## TASK REQUIREMENTS
Repeat the data between the lines holding "every wooden walkway" and "[243, 69, 299, 147]", inclusive, with nothing changed.

## SOURCE DATA
/---
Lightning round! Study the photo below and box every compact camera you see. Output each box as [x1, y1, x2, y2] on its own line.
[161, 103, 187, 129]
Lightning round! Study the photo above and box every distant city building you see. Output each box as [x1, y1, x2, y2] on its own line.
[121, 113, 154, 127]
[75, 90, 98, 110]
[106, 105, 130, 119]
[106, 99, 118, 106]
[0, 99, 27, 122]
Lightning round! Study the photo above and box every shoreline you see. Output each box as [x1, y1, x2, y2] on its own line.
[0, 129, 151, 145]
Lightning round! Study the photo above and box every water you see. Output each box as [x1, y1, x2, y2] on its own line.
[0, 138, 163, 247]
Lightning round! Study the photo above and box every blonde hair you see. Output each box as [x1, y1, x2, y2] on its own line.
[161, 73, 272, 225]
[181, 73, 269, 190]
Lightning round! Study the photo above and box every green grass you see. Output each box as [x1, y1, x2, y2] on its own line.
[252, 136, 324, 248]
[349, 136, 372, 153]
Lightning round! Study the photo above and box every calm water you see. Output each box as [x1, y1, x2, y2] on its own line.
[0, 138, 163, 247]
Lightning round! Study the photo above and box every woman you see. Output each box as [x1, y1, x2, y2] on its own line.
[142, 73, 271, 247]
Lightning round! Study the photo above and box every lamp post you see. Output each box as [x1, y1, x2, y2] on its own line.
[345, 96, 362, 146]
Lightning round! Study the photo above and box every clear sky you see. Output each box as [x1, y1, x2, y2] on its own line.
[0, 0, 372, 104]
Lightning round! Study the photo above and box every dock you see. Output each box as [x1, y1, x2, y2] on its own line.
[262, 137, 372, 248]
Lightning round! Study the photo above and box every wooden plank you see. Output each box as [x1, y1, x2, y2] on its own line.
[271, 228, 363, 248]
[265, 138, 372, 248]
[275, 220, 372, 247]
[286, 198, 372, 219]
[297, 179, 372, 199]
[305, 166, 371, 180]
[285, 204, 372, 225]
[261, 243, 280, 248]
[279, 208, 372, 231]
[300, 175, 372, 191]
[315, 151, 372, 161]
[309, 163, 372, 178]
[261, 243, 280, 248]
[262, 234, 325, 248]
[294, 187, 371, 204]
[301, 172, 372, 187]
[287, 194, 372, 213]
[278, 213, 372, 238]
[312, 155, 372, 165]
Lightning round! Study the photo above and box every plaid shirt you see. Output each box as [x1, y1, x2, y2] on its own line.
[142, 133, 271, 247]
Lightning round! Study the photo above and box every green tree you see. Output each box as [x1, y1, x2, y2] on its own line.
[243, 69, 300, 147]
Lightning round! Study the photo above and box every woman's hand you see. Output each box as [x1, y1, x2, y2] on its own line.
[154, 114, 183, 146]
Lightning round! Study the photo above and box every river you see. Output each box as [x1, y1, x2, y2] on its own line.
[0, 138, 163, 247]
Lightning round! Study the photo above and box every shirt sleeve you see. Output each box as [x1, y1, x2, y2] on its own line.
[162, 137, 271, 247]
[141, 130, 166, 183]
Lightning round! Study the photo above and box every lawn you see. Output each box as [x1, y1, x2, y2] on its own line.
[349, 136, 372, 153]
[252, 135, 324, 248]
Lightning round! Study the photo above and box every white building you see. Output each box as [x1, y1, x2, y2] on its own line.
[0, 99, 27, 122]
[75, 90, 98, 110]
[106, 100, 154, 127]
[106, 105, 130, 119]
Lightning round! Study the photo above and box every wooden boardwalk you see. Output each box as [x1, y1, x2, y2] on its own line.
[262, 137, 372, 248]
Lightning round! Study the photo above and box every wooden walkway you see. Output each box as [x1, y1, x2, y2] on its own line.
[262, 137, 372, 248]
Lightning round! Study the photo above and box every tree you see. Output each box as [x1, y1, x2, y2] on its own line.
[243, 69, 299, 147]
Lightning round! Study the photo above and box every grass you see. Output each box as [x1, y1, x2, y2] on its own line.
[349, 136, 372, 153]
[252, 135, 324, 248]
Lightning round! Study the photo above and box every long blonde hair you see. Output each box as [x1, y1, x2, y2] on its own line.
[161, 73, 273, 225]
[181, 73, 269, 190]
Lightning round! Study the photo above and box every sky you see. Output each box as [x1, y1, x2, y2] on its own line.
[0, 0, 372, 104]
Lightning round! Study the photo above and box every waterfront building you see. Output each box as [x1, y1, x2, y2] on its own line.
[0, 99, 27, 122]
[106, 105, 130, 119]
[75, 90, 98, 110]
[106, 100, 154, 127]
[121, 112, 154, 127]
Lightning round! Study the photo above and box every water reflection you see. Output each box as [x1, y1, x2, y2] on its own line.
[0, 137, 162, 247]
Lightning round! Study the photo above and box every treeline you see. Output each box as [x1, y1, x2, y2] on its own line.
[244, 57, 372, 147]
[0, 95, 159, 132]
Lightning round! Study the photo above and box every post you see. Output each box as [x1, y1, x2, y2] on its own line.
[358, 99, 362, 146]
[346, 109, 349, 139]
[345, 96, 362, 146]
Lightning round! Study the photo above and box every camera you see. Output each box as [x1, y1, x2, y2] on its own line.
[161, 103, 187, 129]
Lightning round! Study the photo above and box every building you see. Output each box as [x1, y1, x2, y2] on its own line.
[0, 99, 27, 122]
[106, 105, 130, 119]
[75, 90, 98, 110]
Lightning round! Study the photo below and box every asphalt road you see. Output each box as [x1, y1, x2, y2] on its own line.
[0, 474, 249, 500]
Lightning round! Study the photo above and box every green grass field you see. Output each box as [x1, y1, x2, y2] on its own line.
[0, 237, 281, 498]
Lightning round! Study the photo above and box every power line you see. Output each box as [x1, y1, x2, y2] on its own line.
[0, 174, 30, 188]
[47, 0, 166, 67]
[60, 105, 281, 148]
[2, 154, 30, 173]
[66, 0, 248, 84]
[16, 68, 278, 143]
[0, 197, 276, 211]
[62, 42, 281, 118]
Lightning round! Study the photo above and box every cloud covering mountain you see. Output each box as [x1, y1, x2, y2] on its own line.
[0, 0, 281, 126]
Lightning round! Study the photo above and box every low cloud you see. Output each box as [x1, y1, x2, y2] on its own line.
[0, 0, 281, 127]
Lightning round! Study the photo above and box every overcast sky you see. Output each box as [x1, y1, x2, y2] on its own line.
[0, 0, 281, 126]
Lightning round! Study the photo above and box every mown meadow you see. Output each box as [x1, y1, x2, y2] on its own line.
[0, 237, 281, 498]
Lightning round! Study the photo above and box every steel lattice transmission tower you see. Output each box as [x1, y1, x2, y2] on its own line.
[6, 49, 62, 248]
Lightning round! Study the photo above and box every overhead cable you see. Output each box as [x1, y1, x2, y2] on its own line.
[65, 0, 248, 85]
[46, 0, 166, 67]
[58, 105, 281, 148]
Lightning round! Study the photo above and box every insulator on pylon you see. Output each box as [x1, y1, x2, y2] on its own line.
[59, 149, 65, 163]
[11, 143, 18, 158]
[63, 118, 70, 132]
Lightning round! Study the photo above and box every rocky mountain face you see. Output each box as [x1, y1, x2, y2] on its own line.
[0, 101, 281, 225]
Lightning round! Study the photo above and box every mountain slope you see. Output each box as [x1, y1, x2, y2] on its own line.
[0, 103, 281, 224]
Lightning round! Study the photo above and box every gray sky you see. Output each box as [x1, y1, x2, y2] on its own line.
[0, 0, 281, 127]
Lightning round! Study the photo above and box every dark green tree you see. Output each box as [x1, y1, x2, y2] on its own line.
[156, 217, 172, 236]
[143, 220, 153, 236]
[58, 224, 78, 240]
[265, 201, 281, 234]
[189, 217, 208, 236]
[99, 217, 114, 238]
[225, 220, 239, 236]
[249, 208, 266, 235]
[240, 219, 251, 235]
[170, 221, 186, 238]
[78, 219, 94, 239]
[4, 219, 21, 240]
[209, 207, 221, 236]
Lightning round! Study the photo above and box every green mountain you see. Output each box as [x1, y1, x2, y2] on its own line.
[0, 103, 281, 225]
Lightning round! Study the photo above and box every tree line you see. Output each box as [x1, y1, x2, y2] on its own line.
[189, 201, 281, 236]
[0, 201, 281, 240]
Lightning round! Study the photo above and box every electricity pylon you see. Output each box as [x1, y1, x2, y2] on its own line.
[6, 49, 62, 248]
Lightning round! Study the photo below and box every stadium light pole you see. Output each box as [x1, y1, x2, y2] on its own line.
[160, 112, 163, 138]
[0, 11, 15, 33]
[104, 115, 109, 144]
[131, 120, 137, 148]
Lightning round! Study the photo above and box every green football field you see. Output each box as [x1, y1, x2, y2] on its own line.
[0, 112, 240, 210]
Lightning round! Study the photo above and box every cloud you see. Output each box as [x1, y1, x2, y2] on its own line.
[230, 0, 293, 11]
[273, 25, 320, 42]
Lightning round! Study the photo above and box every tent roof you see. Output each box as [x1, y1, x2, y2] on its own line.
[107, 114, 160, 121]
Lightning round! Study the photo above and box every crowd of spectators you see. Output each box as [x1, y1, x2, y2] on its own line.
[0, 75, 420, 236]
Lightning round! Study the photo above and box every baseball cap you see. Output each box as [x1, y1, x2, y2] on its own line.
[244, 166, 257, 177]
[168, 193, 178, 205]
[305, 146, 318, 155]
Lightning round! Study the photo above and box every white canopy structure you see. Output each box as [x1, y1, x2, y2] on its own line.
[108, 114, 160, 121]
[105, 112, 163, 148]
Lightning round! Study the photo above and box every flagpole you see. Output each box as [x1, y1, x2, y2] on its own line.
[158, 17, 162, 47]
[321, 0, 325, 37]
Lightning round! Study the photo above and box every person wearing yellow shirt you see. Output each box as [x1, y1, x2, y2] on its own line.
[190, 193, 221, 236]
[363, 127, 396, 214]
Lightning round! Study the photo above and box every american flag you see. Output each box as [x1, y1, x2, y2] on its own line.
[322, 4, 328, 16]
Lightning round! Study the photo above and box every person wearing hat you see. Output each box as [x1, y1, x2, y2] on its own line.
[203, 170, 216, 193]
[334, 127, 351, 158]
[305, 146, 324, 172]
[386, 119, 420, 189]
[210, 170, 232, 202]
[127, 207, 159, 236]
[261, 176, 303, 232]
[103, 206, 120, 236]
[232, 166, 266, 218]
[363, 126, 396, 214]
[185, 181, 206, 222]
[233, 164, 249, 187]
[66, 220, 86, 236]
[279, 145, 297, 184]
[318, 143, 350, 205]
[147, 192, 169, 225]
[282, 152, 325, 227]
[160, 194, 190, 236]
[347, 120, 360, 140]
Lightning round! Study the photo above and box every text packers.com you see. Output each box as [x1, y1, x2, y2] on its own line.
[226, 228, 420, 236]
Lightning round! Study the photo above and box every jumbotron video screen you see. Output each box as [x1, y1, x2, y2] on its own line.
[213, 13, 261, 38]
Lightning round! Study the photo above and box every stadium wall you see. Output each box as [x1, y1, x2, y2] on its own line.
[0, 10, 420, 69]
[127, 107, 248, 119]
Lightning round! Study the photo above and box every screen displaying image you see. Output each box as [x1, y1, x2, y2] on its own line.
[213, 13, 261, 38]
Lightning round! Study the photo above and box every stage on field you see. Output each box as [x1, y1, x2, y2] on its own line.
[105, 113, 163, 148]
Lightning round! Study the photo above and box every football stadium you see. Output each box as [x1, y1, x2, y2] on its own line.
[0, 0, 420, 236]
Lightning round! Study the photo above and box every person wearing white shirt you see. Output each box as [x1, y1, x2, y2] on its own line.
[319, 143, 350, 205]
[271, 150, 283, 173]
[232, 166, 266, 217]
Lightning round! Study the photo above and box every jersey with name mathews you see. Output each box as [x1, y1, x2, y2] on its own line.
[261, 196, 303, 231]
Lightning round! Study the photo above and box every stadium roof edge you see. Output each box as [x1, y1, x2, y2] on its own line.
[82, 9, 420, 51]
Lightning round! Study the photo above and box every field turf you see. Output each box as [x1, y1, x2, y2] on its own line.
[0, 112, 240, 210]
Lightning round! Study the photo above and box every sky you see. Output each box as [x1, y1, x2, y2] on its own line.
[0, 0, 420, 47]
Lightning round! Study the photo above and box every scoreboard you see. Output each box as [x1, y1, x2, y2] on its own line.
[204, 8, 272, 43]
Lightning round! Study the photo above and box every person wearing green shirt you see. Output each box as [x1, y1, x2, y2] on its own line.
\---
## TASK RESPONSE
Lightning round! Study the photo above and box every wooden walkway you see. Output each box as [x1, y1, x2, y2] on its own line.
[262, 137, 372, 248]
Lightning round! Study the photo above and box every tree you see. Output each box as [x1, y1, x2, y2] on its own line.
[243, 69, 299, 147]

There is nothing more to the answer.